#### Problem to solve:
Starting from the line that contains "Note: for every", reproduce each line exactly through the end of the material, and include no other lines.
▬▬▬▬▬▬
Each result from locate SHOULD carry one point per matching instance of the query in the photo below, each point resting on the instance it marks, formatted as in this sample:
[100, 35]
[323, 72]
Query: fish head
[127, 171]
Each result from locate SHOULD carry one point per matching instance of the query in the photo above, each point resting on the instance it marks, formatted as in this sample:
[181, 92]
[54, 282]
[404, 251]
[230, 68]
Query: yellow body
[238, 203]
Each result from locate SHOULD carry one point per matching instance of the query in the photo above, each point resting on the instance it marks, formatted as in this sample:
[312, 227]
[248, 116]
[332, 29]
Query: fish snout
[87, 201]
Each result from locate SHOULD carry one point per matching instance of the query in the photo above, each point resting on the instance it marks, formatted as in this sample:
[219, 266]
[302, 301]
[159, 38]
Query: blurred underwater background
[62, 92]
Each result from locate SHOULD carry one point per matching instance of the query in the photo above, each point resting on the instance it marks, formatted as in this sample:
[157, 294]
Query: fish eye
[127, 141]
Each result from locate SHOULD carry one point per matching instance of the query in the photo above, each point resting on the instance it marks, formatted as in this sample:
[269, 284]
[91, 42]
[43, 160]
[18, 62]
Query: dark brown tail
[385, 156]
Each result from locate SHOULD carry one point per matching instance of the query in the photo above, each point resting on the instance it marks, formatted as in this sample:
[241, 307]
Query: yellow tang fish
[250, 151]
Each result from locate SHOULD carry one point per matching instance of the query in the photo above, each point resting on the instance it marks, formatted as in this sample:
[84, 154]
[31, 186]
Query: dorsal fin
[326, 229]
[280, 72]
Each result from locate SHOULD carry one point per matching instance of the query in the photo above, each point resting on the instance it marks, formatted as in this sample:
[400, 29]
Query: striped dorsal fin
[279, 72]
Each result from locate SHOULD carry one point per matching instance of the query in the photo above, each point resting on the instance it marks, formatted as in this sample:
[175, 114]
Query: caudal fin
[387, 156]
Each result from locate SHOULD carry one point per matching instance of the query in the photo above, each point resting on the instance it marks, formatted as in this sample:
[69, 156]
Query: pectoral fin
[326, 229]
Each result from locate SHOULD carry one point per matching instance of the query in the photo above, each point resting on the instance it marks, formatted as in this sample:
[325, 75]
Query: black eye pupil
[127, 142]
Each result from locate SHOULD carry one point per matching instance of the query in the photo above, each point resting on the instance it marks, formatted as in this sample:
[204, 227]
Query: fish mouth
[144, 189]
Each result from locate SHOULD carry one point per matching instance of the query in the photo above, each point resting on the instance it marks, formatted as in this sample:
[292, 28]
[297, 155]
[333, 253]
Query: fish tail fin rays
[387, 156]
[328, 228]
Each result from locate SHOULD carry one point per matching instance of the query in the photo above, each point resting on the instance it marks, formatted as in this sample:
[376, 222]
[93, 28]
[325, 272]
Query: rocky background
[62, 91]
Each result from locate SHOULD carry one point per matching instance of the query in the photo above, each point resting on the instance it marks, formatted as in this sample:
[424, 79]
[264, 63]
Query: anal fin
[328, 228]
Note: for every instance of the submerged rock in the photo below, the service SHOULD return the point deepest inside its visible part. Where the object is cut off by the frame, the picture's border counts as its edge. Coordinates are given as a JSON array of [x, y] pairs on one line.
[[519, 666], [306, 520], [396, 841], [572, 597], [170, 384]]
▬▬▬▬▬▬
#### Result:
Note: for every instance of the submerged rock in the photo below, the service SHOULD return the point deepest inside its visible part. Where the object is cut off by the frame, the picture's border counts as its edge. Coordinates are given as a JSON array of [x, y] pairs on one line.
[[519, 666], [306, 520], [396, 841], [572, 597], [170, 384]]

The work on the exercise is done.